PROVIDED INFORMATION:
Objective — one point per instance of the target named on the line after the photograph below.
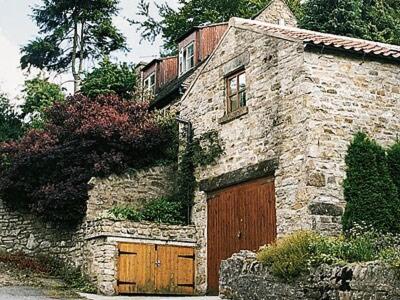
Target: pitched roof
(318, 38)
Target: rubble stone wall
(243, 277)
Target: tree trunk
(75, 74)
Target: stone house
(286, 102)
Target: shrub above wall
(370, 192)
(47, 171)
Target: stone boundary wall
(25, 233)
(243, 277)
(103, 236)
(132, 188)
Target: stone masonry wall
(347, 94)
(133, 188)
(243, 277)
(103, 236)
(25, 233)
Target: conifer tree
(72, 31)
(370, 194)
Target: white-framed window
(186, 58)
(150, 83)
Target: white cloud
(11, 76)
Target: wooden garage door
(242, 217)
(155, 269)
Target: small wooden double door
(155, 269)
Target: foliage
(174, 23)
(47, 171)
(207, 149)
(70, 33)
(297, 253)
(201, 151)
(158, 210)
(110, 78)
(370, 194)
(393, 157)
(39, 95)
(377, 20)
(288, 257)
(73, 277)
(11, 126)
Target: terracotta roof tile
(319, 38)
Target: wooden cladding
(209, 39)
(242, 217)
(155, 269)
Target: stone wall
(243, 277)
(25, 233)
(103, 236)
(347, 94)
(133, 188)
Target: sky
(17, 28)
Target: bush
(160, 210)
(73, 277)
(288, 257)
(296, 253)
(369, 190)
(47, 171)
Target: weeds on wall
(72, 276)
(298, 253)
(176, 209)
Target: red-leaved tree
(47, 171)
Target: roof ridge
(301, 30)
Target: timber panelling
(155, 269)
(242, 217)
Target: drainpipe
(188, 125)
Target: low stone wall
(243, 277)
(102, 240)
(25, 233)
(132, 188)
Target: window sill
(234, 115)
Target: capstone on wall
(277, 11)
(243, 277)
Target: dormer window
(186, 58)
(150, 83)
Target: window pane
(242, 82)
(234, 103)
(242, 98)
(190, 50)
(233, 86)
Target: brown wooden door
(155, 269)
(242, 217)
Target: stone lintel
(259, 170)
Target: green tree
(174, 23)
(393, 155)
(110, 78)
(72, 31)
(377, 20)
(11, 127)
(370, 194)
(39, 95)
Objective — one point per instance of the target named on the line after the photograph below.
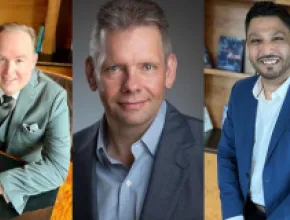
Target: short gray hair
(17, 26)
(123, 14)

TO DO:
Output the entries exactly as they appear, with no pictures included.

RESPONSE TO THIS EXERCISE:
Objective — one point per instance of the target named on the line after the photograph below.
Target: pitched roof
(318, 38)
Target: rubble stone wall
(243, 277)
Target: tree trunk
(75, 74)
Target: stone house
(286, 102)
Target: shrub above wall
(370, 192)
(47, 171)
Target: stone boundary wall
(25, 233)
(243, 277)
(103, 236)
(132, 188)
Target: stone masonry wall
(347, 94)
(133, 188)
(243, 277)
(103, 236)
(25, 233)
Target: conifer tree
(72, 31)
(370, 194)
Target: white-framed window
(186, 58)
(150, 83)
Target: white cloud
(11, 76)
Target: wooden garage door
(242, 217)
(155, 269)
Target: small wooden double door
(155, 269)
Target: foliage
(174, 23)
(47, 171)
(207, 149)
(70, 33)
(297, 253)
(201, 151)
(158, 210)
(110, 78)
(370, 194)
(393, 157)
(39, 95)
(377, 20)
(288, 257)
(73, 277)
(11, 126)
Target: terracotta roof tile
(319, 38)
Target: wooden cladding
(209, 39)
(242, 217)
(155, 269)
Target: stone wall
(243, 277)
(25, 233)
(103, 236)
(347, 94)
(133, 188)
Target: sky
(17, 28)
Target: bush
(160, 210)
(73, 277)
(288, 257)
(296, 253)
(369, 190)
(47, 171)
Target: weeds on wall
(72, 276)
(298, 253)
(176, 209)
Target: red-leaved tree
(47, 171)
Target: roof ridge
(301, 30)
Target: timber panelling
(155, 269)
(242, 217)
Target: drainpipe
(188, 125)
Target: low stone wall
(243, 277)
(102, 240)
(25, 233)
(132, 188)
Target: window sill
(234, 115)
Target: capstone on wall
(277, 11)
(243, 277)
Target: dormer window
(186, 58)
(150, 83)
Target: window pane
(242, 82)
(234, 103)
(242, 98)
(190, 50)
(233, 86)
Target: brown wooden door
(155, 269)
(242, 217)
Target: stone lintel
(259, 170)
Target: green tree
(174, 23)
(393, 155)
(110, 78)
(72, 31)
(377, 20)
(11, 127)
(370, 194)
(39, 95)
Objective — one point per instance of the target named on the line after the photograph below.
Target: short gray hair
(17, 26)
(123, 14)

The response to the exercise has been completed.